===== Text

This past weekend my wife and son Joshua and I went to see the fifth entry in the popular Mission: Impossible film series, Mission: Impossible - Rogue Nation


And just as was the case with the previous four movies, I came away with mixed feelings. 


On the one hand, it was a fun, entertaining, well-made film... probably the best one in the series so far, in fact, strictly in terms of overall entertainment value. Witty and reasonably intelligent, with strong performances all around and a better-than-average script (despite the fact that the story is essentially just one more variation of the "There’s a traitor in our midst" scenario that has been at the center of every single film in the series), Rogue Nation is what we used to call - back when I was writing movie reviews for the Kankakee Daily Journal - “a darn good popcorn movie.” 


On the other hand, the film suffers from the same unfortunate affliction that plagued the previous films in the series. Despite the title, it is NOT REALLY a Mission: Impossible movie.

==========
===== Supplied entries

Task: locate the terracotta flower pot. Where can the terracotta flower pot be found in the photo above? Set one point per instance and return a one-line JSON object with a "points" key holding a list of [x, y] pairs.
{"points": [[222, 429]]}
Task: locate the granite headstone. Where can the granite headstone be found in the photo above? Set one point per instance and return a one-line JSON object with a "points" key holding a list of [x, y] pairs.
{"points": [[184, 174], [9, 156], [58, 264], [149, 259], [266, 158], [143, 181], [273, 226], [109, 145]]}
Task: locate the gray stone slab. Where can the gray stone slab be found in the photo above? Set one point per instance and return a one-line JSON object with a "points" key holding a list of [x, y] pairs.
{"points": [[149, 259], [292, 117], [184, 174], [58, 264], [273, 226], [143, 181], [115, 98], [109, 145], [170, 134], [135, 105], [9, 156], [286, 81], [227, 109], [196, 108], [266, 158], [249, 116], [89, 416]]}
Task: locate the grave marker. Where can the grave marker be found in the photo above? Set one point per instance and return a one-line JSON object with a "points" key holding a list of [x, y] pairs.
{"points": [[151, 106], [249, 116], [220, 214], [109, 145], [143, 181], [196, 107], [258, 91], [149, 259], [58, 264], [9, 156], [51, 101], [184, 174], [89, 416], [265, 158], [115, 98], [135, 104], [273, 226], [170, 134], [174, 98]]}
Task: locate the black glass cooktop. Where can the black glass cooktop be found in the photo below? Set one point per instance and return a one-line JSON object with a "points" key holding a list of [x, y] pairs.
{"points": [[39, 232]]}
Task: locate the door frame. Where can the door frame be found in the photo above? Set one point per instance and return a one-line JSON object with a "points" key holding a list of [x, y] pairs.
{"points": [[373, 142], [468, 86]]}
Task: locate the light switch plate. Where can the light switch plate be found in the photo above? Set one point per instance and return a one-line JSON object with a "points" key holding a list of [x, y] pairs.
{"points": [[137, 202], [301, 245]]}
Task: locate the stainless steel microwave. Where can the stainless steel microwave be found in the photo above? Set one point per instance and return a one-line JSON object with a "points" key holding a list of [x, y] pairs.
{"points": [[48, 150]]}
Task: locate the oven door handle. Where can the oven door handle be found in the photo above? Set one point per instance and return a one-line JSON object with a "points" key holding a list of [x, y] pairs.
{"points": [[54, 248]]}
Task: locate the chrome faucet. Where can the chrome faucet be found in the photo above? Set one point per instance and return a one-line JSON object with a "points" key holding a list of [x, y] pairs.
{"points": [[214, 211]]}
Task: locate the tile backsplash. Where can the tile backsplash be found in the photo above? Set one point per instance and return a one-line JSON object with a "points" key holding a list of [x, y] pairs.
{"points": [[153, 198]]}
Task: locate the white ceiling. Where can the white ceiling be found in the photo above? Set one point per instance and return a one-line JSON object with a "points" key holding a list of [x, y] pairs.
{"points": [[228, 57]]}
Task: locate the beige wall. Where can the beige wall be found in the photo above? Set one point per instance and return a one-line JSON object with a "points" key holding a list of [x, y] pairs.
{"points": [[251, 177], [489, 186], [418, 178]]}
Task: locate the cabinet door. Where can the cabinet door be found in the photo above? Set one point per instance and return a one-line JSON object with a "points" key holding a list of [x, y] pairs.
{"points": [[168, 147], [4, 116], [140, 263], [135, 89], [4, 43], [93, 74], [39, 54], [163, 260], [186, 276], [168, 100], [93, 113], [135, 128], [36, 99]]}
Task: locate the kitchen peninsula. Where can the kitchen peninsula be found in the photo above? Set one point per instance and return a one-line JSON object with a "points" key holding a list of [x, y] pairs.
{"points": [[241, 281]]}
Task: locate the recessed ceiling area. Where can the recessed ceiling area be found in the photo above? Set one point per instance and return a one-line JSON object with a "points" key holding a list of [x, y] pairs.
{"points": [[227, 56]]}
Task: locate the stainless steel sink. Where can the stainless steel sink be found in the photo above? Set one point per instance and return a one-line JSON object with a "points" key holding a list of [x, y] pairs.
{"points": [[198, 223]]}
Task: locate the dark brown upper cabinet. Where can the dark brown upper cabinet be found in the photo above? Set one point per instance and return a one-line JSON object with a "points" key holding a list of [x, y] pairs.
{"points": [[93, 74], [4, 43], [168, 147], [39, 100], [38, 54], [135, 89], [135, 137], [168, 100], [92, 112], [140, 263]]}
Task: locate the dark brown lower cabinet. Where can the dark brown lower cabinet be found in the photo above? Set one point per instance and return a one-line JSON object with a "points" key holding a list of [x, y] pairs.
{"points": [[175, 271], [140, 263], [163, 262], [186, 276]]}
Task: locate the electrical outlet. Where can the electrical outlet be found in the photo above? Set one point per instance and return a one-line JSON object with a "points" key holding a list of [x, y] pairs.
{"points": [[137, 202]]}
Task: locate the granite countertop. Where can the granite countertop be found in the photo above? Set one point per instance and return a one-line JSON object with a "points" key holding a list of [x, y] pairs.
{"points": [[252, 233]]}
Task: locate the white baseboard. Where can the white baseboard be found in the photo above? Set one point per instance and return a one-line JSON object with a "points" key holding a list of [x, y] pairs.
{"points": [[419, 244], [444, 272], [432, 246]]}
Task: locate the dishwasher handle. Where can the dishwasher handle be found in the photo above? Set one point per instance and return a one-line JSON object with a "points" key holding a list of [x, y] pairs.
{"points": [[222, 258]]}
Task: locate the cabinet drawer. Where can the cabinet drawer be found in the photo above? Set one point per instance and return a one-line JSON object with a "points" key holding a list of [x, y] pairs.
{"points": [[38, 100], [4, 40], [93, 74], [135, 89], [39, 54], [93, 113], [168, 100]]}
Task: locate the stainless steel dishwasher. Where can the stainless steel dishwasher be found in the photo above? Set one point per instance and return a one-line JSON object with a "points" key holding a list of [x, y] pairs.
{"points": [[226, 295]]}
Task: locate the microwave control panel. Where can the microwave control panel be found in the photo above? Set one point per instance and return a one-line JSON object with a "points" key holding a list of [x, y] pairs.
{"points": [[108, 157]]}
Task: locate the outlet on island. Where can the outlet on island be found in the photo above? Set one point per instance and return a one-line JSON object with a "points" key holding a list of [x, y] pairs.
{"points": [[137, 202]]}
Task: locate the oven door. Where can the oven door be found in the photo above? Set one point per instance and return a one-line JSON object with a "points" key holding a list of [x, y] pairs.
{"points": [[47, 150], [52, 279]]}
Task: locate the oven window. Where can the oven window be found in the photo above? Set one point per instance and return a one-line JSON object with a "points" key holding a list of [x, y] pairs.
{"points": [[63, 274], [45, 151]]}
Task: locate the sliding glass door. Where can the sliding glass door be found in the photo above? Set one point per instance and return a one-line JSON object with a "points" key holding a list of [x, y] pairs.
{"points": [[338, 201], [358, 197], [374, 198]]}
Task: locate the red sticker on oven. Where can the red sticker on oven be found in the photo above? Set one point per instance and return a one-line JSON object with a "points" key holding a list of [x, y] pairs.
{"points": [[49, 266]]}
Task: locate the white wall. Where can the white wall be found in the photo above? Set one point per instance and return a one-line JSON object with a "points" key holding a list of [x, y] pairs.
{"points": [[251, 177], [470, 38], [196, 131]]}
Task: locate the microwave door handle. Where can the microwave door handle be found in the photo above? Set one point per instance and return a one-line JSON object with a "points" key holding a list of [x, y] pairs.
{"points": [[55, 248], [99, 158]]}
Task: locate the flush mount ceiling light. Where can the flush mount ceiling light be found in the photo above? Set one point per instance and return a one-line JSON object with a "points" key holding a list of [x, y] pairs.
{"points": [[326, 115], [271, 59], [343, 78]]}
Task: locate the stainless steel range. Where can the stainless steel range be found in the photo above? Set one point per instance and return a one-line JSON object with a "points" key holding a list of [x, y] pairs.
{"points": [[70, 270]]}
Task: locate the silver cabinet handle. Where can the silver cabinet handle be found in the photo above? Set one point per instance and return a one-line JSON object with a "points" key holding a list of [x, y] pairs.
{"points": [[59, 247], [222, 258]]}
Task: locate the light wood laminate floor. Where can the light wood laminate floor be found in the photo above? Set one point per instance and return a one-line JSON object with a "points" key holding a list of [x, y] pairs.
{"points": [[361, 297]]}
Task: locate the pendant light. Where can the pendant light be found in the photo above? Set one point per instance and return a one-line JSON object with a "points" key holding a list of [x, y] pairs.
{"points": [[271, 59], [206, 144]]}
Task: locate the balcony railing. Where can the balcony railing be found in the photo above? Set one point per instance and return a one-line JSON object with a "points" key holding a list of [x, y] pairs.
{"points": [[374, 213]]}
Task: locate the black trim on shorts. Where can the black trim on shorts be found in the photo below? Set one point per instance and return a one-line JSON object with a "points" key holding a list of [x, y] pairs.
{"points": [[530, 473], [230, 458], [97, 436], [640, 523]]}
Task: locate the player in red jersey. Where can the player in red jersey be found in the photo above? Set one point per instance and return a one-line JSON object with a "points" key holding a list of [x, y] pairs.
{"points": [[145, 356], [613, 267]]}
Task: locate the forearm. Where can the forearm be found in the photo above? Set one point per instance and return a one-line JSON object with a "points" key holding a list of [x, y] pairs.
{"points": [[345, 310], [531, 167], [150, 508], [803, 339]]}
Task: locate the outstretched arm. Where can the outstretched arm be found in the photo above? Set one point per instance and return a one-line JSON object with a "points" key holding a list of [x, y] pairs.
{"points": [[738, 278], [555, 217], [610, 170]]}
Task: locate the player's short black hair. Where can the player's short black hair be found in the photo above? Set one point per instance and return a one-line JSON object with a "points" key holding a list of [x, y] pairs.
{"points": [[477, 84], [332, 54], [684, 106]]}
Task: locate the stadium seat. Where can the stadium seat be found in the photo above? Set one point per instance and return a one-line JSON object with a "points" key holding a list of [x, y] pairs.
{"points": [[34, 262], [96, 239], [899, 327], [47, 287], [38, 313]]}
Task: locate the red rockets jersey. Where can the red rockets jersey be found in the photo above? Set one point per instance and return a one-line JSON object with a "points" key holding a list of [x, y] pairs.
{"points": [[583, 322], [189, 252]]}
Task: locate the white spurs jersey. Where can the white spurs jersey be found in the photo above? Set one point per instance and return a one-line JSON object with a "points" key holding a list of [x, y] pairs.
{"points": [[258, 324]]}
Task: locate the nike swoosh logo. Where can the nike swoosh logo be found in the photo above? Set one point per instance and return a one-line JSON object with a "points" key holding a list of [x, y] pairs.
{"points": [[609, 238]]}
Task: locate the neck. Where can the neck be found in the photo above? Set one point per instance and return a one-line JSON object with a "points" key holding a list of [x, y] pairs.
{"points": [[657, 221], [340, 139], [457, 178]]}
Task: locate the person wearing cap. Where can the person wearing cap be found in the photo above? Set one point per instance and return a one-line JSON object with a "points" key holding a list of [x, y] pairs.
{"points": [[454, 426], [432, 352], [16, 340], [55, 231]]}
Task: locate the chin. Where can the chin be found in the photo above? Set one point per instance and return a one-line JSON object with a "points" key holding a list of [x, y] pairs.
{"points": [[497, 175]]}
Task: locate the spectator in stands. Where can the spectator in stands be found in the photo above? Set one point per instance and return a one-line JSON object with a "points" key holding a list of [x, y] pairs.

==========

Could you write what comes next in the Rogue Nation review, picking up after its final sentence? The listing comes from a separate source.

[Written response]:
Allow me to explain...


The product of an era when the success of Sean Connery's film appearances as James Bond had resulted in spies and secret agents replacing cowboys and doctors as the number one heroes on TV (The Man From UNCLE, I Spy, The Avengers, et. al.), the original Mission: Impossible television series stood out from the pack by exchanging Bond-style action, sex appeal and pyrotechnics for complex, compelling, often complicated but for the most part believable plots that actually required some degree of attention on the part of the viewer.


The show rarely employed overt violence – especially after its first season – and the backgrounds and private lives of the recurring heroes, the agents of the Impossible Missions Force, were (with only an occasional exception) deliberately left unexamined over the seven seasons (1966-67 to 1972-73) the series originally aired on CBS. The show’s success was built upon its unique style and attention to plot and detail, and fans responded in a big way; the show ran longer than other similar programs of that era, and its syndicated reruns continued to generate new fans all around the world over the ensuing years.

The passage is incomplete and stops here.